▶ Work instructions: Can you continue the Chinese stock market thread from where it stops?

▶ Text passage:
_ _ _ _ _

# Investing in the Chinese stockmarket?



## Ogamer (8 July 2009)

Hi,

Sorry to ask a silly question, but what's the most economical way to directly buy shares in the Chinese stockmarket (eg. the SSE) from an Australian perspective ? Thanks.

cheers,

Ogamer


----------



## qldfrog (8 July 2009)

IZZ is a nice easy way to get exposure (ishares) but it is not direct and is index based


----------



## MRC & Co (8 July 2009)

Ogamer said:


> Hi,
> 
> Sorry to ask a silly question, but what's the most economical way to directly buy shares in the Chinese stockmarket (eg. the SSE) from an Australian perspective ? Thanks.
> 
> ...




Be very careful.

The Chinese stockmarket is due for a very large correction IMO.

Most of their stimulus has been pouring into their stock/property markets with little emphasis on real production.  Their view on consumption/savings has not changed and sentiment on their market is unjustifiably (IMO) bullish.

Perfect scenario for a 'double dip' in their market.


----------



## vincent191 (8 July 2009)

The Chinese stockmarket is not open to foreigners. The best way to get involved is to buy into a fund that invest in China. Talk to your broker.


----------



## SilverRanger (2 August 2009)

The "H-shares" in Hong Kong, same companies as the ones in China but trading at much lower P/E multiples


----------



## Dowdy (2 August 2009)

AMP has a China fund listed on the ASX (Code:AGF)


----------



## moXJO (3 August 2009)

Any one used leveraged etf's (either direction)to trade china?

eg:  FXP, FXI (both on US)


----------



## moXJO (3 August 2009)

moXJO said:


> Any one used leveraged etf's (either direction)to trade china?
> 
> eg:  FXP, FXI (both on US)




Forgot to add 

Newbies do not use these as a long term investing vehicle and dyo research before hitting the buy button.



> A simple example can demonstrate the dangers of utilizing a levered ETF.  Suppose an investor purchases a levered ETF at 100 when the underlying index is also 100.  Say the markets are experiencing significant volatility as of late, and experiences a 40% reduction in aggregate prices for the trading day.  The market now closes at a price of 60 and the levered ETF, which doubles the moves of the underlying falls 80%.  The ETF’s value is now reduced to 20.
> 
> The next day, the markets completely reverse the previous day’s losses, and experiences a 100% move closing at 120.  The levered ETF, following suit, should increase by a multiple of 200%, and closes at a price of 60.  Notice the impact leverage has on the returns?
> 
> An investor holding a traditional ETF would have a gain of 20 at the end of the second day, while the investor of the levered ETF is still at a loss of 40.  The magnification of price fluctuation dramatically reduces the principal basis for the investor to experience subsequent gains.  That is a major source of inherent risk for investors of levered ETF’s.

_ _ _ _ _

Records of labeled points
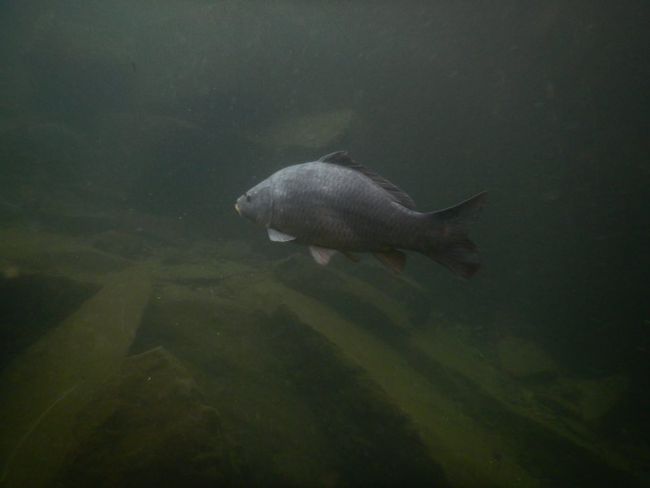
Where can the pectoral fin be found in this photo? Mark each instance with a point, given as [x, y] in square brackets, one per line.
[277, 236]
[393, 259]
[321, 255]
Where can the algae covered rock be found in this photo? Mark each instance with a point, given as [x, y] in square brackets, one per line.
[43, 390]
[151, 427]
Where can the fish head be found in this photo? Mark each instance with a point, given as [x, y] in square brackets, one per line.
[256, 204]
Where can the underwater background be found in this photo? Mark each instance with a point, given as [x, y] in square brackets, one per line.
[151, 337]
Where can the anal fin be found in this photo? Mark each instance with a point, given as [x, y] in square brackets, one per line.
[392, 259]
[321, 255]
[277, 236]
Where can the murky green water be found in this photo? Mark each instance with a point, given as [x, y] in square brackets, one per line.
[151, 337]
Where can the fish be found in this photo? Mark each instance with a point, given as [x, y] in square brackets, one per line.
[336, 205]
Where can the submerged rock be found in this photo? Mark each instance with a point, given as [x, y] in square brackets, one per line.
[43, 390]
[150, 427]
[523, 359]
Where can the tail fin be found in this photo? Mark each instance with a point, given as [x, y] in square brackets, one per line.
[450, 245]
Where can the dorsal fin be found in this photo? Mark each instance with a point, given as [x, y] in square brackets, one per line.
[342, 158]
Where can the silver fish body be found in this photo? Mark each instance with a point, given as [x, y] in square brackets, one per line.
[335, 204]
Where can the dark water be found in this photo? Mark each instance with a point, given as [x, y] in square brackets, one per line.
[150, 337]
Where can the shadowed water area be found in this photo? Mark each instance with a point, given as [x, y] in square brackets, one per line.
[150, 336]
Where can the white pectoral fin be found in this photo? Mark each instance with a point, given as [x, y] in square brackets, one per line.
[321, 255]
[277, 236]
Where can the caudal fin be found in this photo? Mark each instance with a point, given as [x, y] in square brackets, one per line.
[449, 244]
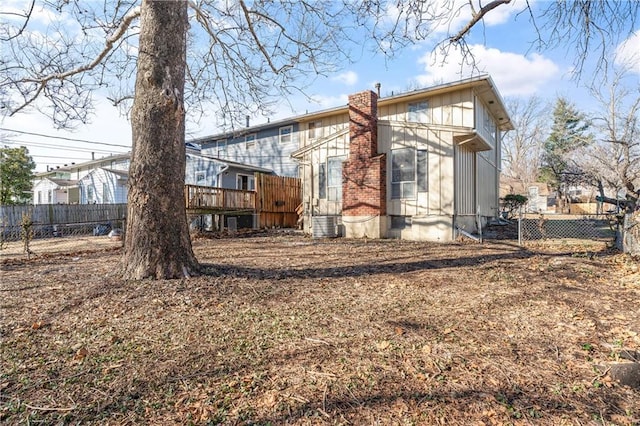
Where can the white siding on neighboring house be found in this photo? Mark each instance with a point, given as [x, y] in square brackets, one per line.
[102, 186]
[44, 192]
[202, 171]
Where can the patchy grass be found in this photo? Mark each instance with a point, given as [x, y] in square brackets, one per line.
[289, 330]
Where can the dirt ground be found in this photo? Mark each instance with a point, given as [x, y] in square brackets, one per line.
[284, 329]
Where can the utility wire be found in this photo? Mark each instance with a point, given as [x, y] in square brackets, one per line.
[62, 137]
[58, 147]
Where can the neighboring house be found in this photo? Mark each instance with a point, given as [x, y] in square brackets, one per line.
[420, 166]
[105, 181]
[61, 185]
[56, 189]
[540, 199]
[104, 186]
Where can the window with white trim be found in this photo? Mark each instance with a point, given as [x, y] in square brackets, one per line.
[315, 129]
[221, 147]
[285, 134]
[250, 141]
[417, 112]
[245, 182]
[106, 194]
[334, 178]
[201, 177]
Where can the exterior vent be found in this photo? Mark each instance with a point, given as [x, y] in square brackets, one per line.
[324, 227]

_ _ _ _ _

▶ Reply:
----------



## MR. (4 August 2009)

MRC & Co said:


> The Chinese stockmarket is due for a very large correction IMO.
> 
> Most of their stimulus has been pouring into their stock/property markets with little emphasis on real production.  Their view on consumption/savings has not changed and sentiment on their market is unjustifiably (IMO) bullish.
> 
> Perfect scenario for a 'double dip' in their market.




And continues up another 13%!  

That places China up 100% from it's lows. 
Thought the yanks being at 50% was overdone.......... 


Take a Look at the China chart.
"Is the outlook now as favourable as March 2007?"


----------



## MR. (4 August 2009)

View attachment china3.bmp


----------



## MRC & Co (4 August 2009)

MR. said:


> And continues up another 13%!
> 
> That places China up 100% from it's lows.
> Thought the yanks being at 50% was overdone..........
> ...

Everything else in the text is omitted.